_SUPPLIED DATA_:
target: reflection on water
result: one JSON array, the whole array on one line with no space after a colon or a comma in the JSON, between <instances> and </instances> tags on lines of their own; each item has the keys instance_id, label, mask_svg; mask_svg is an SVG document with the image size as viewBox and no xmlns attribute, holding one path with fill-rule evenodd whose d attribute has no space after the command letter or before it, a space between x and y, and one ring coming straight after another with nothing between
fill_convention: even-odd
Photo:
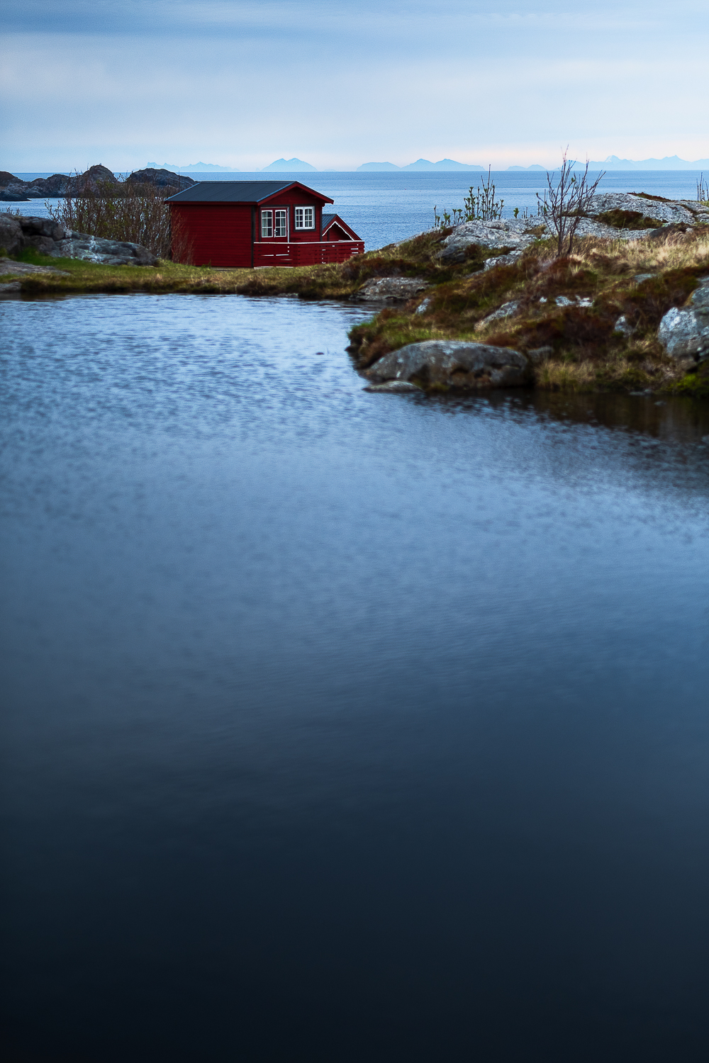
<instances>
[{"instance_id":1,"label":"reflection on water","mask_svg":"<svg viewBox=\"0 0 709 1063\"><path fill-rule=\"evenodd\" d=\"M0 316L11 1058L704 1059L706 406Z\"/></svg>"}]
</instances>

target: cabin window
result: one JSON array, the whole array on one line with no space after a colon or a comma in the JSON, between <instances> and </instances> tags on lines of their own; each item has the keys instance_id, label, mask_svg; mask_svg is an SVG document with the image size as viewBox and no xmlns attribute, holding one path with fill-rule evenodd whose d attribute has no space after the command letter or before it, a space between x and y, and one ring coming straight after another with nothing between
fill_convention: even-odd
<instances>
[{"instance_id":1,"label":"cabin window","mask_svg":"<svg viewBox=\"0 0 709 1063\"><path fill-rule=\"evenodd\" d=\"M296 207L296 229L315 229L315 207Z\"/></svg>"},{"instance_id":2,"label":"cabin window","mask_svg":"<svg viewBox=\"0 0 709 1063\"><path fill-rule=\"evenodd\" d=\"M287 236L288 235L288 212L287 210L274 210L275 218L273 219L273 235L274 236Z\"/></svg>"},{"instance_id":3,"label":"cabin window","mask_svg":"<svg viewBox=\"0 0 709 1063\"><path fill-rule=\"evenodd\" d=\"M288 212L287 210L261 210L260 213L260 235L261 239L270 239L271 236L288 235Z\"/></svg>"}]
</instances>

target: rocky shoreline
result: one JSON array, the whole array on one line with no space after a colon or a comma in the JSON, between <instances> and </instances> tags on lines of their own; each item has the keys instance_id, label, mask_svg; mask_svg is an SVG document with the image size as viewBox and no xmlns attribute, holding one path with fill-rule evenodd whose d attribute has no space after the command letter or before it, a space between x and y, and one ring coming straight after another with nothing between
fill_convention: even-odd
<instances>
[{"instance_id":1,"label":"rocky shoreline","mask_svg":"<svg viewBox=\"0 0 709 1063\"><path fill-rule=\"evenodd\" d=\"M708 203L596 196L562 257L538 218L467 222L298 269L157 261L139 244L9 214L0 215L2 247L47 256L36 267L0 263L6 292L235 292L370 305L373 318L350 334L370 390L534 386L709 398ZM52 258L78 265L69 275ZM111 269L124 266L158 268Z\"/></svg>"},{"instance_id":2,"label":"rocky shoreline","mask_svg":"<svg viewBox=\"0 0 709 1063\"><path fill-rule=\"evenodd\" d=\"M140 243L104 240L88 233L75 233L51 218L0 214L0 254L5 256L5 267L15 266L6 256L28 250L50 258L80 258L103 266L157 265L155 255Z\"/></svg>"},{"instance_id":3,"label":"rocky shoreline","mask_svg":"<svg viewBox=\"0 0 709 1063\"><path fill-rule=\"evenodd\" d=\"M535 384L709 398L709 204L598 195L574 254L555 256L544 236L536 218L466 222L441 233L438 260L461 270L476 259L472 272L367 281L357 298L389 307L351 334L369 390Z\"/></svg>"},{"instance_id":4,"label":"rocky shoreline","mask_svg":"<svg viewBox=\"0 0 709 1063\"><path fill-rule=\"evenodd\" d=\"M154 188L174 188L182 191L196 184L191 178L172 173L171 170L134 170L125 179L126 183L152 185ZM53 173L51 178L35 178L34 181L21 181L6 170L0 170L0 202L22 203L33 199L65 199L67 196L78 196L90 191L120 192L124 183L118 181L112 170L105 166L91 166L84 173Z\"/></svg>"}]
</instances>

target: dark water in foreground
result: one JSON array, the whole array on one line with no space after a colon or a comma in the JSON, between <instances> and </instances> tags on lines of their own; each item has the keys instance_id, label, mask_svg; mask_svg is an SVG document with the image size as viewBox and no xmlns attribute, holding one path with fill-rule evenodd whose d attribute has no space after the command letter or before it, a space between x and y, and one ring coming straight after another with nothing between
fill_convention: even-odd
<instances>
[{"instance_id":1,"label":"dark water in foreground","mask_svg":"<svg viewBox=\"0 0 709 1063\"><path fill-rule=\"evenodd\" d=\"M706 1059L709 409L360 315L0 304L5 1058Z\"/></svg>"}]
</instances>

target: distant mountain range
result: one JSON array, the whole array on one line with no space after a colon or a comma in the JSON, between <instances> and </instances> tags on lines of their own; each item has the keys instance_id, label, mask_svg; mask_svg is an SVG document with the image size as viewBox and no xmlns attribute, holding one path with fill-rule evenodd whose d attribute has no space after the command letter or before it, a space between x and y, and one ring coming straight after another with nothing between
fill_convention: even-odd
<instances>
[{"instance_id":1,"label":"distant mountain range","mask_svg":"<svg viewBox=\"0 0 709 1063\"><path fill-rule=\"evenodd\" d=\"M416 163L408 166L394 166L393 163L362 163L357 167L360 170L375 170L385 172L386 170L482 170L482 166L469 166L467 163L456 163L453 158L441 158L438 163L429 163L427 158L417 158Z\"/></svg>"},{"instance_id":2,"label":"distant mountain range","mask_svg":"<svg viewBox=\"0 0 709 1063\"><path fill-rule=\"evenodd\" d=\"M146 163L146 169L180 170L181 173L188 173L189 170L199 170L200 173L206 173L209 170L225 170L227 173L241 172L233 166L217 166L216 163L190 163L189 166L178 166L176 163Z\"/></svg>"},{"instance_id":3,"label":"distant mountain range","mask_svg":"<svg viewBox=\"0 0 709 1063\"><path fill-rule=\"evenodd\" d=\"M156 170L176 170L180 173L202 172L207 173L221 170L225 173L240 173L234 166L218 166L216 163L191 163L189 166L176 166L174 163L147 163L148 167ZM574 169L584 169L585 162L576 162ZM531 166L508 166L508 170L546 170L545 166L533 163ZM558 169L558 167L555 167ZM590 170L709 170L709 158L697 158L693 163L688 163L678 155L665 155L664 158L643 158L637 163L631 158L619 158L618 155L609 155L603 162L589 163ZM392 170L403 172L406 170L485 170L484 166L468 163L456 163L453 158L441 158L438 163L431 163L427 158L417 158L416 163L408 166L395 166L394 163L362 163L357 167L356 172L379 172L386 173ZM304 163L302 158L276 158L270 166L265 166L263 170L250 170L250 173L306 173L318 172L316 166ZM348 172L348 171L341 171ZM352 171L350 171L352 172Z\"/></svg>"},{"instance_id":4,"label":"distant mountain range","mask_svg":"<svg viewBox=\"0 0 709 1063\"><path fill-rule=\"evenodd\" d=\"M306 170L317 170L317 166L310 166L309 163L304 163L302 158L276 158L275 163L265 166L259 172L305 173Z\"/></svg>"},{"instance_id":5,"label":"distant mountain range","mask_svg":"<svg viewBox=\"0 0 709 1063\"><path fill-rule=\"evenodd\" d=\"M576 162L575 170L583 170L585 162ZM558 169L558 167L555 167ZM508 166L508 170L545 170L545 166ZM664 158L643 158L636 163L632 158L619 158L618 155L609 155L602 163L590 162L589 170L704 170L709 169L709 158L697 158L693 163L688 163L678 155L665 155Z\"/></svg>"}]
</instances>

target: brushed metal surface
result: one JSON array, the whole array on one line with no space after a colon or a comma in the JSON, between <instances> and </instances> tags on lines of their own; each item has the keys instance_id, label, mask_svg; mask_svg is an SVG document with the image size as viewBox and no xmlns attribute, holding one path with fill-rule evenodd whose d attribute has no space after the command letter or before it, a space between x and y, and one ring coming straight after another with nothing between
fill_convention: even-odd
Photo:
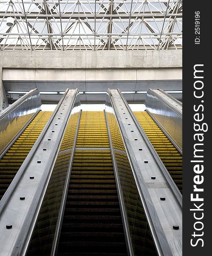
<instances>
[{"instance_id":1,"label":"brushed metal surface","mask_svg":"<svg viewBox=\"0 0 212 256\"><path fill-rule=\"evenodd\" d=\"M29 91L0 115L0 155L40 108L37 89Z\"/></svg>"},{"instance_id":2,"label":"brushed metal surface","mask_svg":"<svg viewBox=\"0 0 212 256\"><path fill-rule=\"evenodd\" d=\"M148 113L182 154L182 103L161 89L150 89L145 104Z\"/></svg>"},{"instance_id":3,"label":"brushed metal surface","mask_svg":"<svg viewBox=\"0 0 212 256\"><path fill-rule=\"evenodd\" d=\"M0 202L0 255L27 251L78 92L66 90ZM12 228L6 230L9 222Z\"/></svg>"},{"instance_id":4,"label":"brushed metal surface","mask_svg":"<svg viewBox=\"0 0 212 256\"><path fill-rule=\"evenodd\" d=\"M170 182L168 174L161 169L119 90L108 90L108 94L110 102L106 111L116 116L158 254L181 256L181 197L172 189L174 185ZM153 180L152 176L156 179ZM119 178L122 183L123 178ZM124 191L124 187L122 189ZM166 200L161 200L161 197ZM178 230L173 229L176 224Z\"/></svg>"}]
</instances>

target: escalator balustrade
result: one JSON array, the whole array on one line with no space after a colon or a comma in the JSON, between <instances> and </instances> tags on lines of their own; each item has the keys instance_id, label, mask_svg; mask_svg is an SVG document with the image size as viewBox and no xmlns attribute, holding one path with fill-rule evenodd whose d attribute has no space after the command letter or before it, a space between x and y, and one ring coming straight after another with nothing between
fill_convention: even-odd
<instances>
[{"instance_id":1,"label":"escalator balustrade","mask_svg":"<svg viewBox=\"0 0 212 256\"><path fill-rule=\"evenodd\" d=\"M51 111L40 111L0 160L0 200L52 113Z\"/></svg>"},{"instance_id":2,"label":"escalator balustrade","mask_svg":"<svg viewBox=\"0 0 212 256\"><path fill-rule=\"evenodd\" d=\"M146 111L134 114L181 193L182 157Z\"/></svg>"},{"instance_id":3,"label":"escalator balustrade","mask_svg":"<svg viewBox=\"0 0 212 256\"><path fill-rule=\"evenodd\" d=\"M105 114L83 111L57 255L127 255Z\"/></svg>"}]
</instances>

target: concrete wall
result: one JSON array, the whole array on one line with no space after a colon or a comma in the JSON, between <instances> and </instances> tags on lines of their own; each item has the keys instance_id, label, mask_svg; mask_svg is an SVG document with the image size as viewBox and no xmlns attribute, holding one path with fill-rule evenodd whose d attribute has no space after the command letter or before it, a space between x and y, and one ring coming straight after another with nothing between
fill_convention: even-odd
<instances>
[{"instance_id":1,"label":"concrete wall","mask_svg":"<svg viewBox=\"0 0 212 256\"><path fill-rule=\"evenodd\" d=\"M131 87L133 84L130 90L133 87L133 90L136 90L137 87L139 90L146 90L150 84L148 83L152 80L159 81L158 84L160 81L161 84L164 81L164 84L172 81L168 87L175 87L177 84L178 87L175 90L181 90L179 87L181 87L181 50L4 51L0 52L0 81L4 81L7 90L21 90L21 87L23 90L28 87L29 90L31 86L39 87L40 90L49 90L45 86L55 87L55 90L59 87L56 90L62 91L63 84L66 88L65 82L73 81L76 84L80 83L85 90L87 87L89 87L87 90L102 90L98 88L103 86L102 82L104 86L108 88L124 85L122 89L124 90L126 86ZM58 83L60 81L62 83ZM167 82L166 84L167 87ZM2 87L0 83L0 91L3 92ZM1 95L3 98L2 93ZM82 97L85 97L82 101L89 101L88 96L88 99ZM3 108L2 99L1 101L0 109Z\"/></svg>"}]
</instances>

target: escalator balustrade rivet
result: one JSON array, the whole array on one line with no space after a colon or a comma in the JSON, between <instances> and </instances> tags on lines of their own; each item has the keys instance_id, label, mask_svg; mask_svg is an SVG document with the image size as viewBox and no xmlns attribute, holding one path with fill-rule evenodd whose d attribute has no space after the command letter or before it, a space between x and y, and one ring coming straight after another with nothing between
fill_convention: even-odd
<instances>
[{"instance_id":1,"label":"escalator balustrade rivet","mask_svg":"<svg viewBox=\"0 0 212 256\"><path fill-rule=\"evenodd\" d=\"M179 226L178 225L173 225L173 229L175 230L179 229Z\"/></svg>"}]
</instances>

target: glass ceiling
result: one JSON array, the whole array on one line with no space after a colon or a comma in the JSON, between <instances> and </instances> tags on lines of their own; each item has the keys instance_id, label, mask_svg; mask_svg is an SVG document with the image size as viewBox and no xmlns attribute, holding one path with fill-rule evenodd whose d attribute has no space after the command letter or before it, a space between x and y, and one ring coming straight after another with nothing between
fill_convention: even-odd
<instances>
[{"instance_id":1,"label":"glass ceiling","mask_svg":"<svg viewBox=\"0 0 212 256\"><path fill-rule=\"evenodd\" d=\"M181 49L182 4L182 0L0 0L0 49Z\"/></svg>"}]
</instances>

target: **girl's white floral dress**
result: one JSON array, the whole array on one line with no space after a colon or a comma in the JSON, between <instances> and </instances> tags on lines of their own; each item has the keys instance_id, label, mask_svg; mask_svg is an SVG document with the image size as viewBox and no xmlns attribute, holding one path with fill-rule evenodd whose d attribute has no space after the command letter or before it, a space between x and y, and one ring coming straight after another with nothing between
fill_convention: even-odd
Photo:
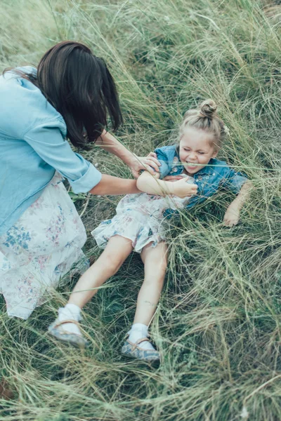
<instances>
[{"instance_id":1,"label":"girl's white floral dress","mask_svg":"<svg viewBox=\"0 0 281 421\"><path fill-rule=\"evenodd\" d=\"M85 263L85 228L62 179L56 173L41 196L0 236L0 293L11 316L27 319L74 262Z\"/></svg>"},{"instance_id":2,"label":"girl's white floral dress","mask_svg":"<svg viewBox=\"0 0 281 421\"><path fill-rule=\"evenodd\" d=\"M189 177L188 182L192 184L194 178ZM127 194L119 202L115 216L103 221L91 234L101 248L105 248L110 238L115 235L131 240L137 253L140 253L150 243L152 247L156 247L165 239L164 210L183 208L190 199L162 197L146 193Z\"/></svg>"}]
</instances>

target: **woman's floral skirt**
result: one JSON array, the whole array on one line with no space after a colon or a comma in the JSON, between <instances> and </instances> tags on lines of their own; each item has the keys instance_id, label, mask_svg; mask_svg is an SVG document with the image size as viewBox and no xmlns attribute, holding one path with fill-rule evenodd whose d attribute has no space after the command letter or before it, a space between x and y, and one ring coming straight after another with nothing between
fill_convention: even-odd
<instances>
[{"instance_id":1,"label":"woman's floral skirt","mask_svg":"<svg viewBox=\"0 0 281 421\"><path fill-rule=\"evenodd\" d=\"M0 236L0 293L8 314L27 319L47 301L75 262L85 264L86 239L62 177L55 173L41 196Z\"/></svg>"}]
</instances>

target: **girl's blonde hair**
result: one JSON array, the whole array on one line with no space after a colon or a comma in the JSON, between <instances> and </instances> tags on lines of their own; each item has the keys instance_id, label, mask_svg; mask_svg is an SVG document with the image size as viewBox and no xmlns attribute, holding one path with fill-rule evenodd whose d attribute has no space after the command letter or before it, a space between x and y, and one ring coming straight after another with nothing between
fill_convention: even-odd
<instances>
[{"instance_id":1,"label":"girl's blonde hair","mask_svg":"<svg viewBox=\"0 0 281 421\"><path fill-rule=\"evenodd\" d=\"M212 100L206 100L197 109L189 109L183 116L180 126L180 138L186 127L194 127L213 135L214 145L219 149L226 139L228 129L216 114L217 105Z\"/></svg>"}]
</instances>

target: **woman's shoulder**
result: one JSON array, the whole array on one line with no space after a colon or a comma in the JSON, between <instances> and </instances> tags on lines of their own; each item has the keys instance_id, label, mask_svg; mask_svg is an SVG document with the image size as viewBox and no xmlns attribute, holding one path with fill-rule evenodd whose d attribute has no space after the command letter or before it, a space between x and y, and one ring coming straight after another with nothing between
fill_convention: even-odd
<instances>
[{"instance_id":1,"label":"woman's shoulder","mask_svg":"<svg viewBox=\"0 0 281 421\"><path fill-rule=\"evenodd\" d=\"M34 76L37 74L36 68L32 66L15 70ZM0 77L0 133L20 138L32 128L52 121L58 121L60 127L65 126L60 114L40 89L22 76L10 70Z\"/></svg>"}]
</instances>

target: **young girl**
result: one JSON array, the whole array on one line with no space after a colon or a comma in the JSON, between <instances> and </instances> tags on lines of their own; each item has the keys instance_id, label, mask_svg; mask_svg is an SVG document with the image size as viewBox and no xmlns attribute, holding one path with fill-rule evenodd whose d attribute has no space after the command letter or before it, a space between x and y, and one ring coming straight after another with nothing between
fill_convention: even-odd
<instances>
[{"instance_id":1,"label":"young girl","mask_svg":"<svg viewBox=\"0 0 281 421\"><path fill-rule=\"evenodd\" d=\"M161 163L159 173L152 175L145 171L138 179L138 188L144 193L125 196L116 215L93 231L98 245L105 250L79 279L67 305L59 309L58 318L48 328L51 335L74 346L86 345L78 326L80 310L134 250L140 253L145 279L122 353L146 361L159 359L159 352L148 339L148 328L167 265L165 211L189 209L214 194L220 187L226 187L237 194L224 216L225 224L231 226L238 222L251 186L245 177L216 159L227 133L216 110L214 102L207 100L199 109L188 111L180 127L179 144L155 150ZM171 175L182 178L174 182L163 180Z\"/></svg>"}]
</instances>

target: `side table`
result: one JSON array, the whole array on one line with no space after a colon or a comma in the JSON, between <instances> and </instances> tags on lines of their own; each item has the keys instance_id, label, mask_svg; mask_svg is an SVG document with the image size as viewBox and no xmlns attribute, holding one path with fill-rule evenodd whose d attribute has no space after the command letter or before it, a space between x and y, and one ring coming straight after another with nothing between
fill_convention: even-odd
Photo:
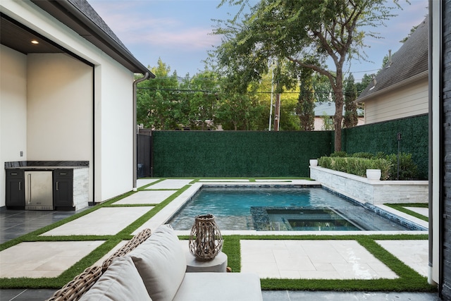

_GOAL OF THE EXERCISE_: From the material above, pull out every line that contains the string "escalator", matching case exactly.

_EXERCISE ANSWER_:
target: escalator balustrade
[{"instance_id":1,"label":"escalator balustrade","mask_svg":"<svg viewBox=\"0 0 212 256\"><path fill-rule=\"evenodd\" d=\"M51 111L40 111L0 160L0 200L52 113Z\"/></svg>"},{"instance_id":2,"label":"escalator balustrade","mask_svg":"<svg viewBox=\"0 0 212 256\"><path fill-rule=\"evenodd\" d=\"M146 111L134 114L181 193L182 157Z\"/></svg>"},{"instance_id":3,"label":"escalator balustrade","mask_svg":"<svg viewBox=\"0 0 212 256\"><path fill-rule=\"evenodd\" d=\"M105 114L83 111L57 255L127 255Z\"/></svg>"}]
target: escalator balustrade rivet
[{"instance_id":1,"label":"escalator balustrade rivet","mask_svg":"<svg viewBox=\"0 0 212 256\"><path fill-rule=\"evenodd\" d=\"M179 226L178 225L173 225L173 229L175 230L179 229Z\"/></svg>"}]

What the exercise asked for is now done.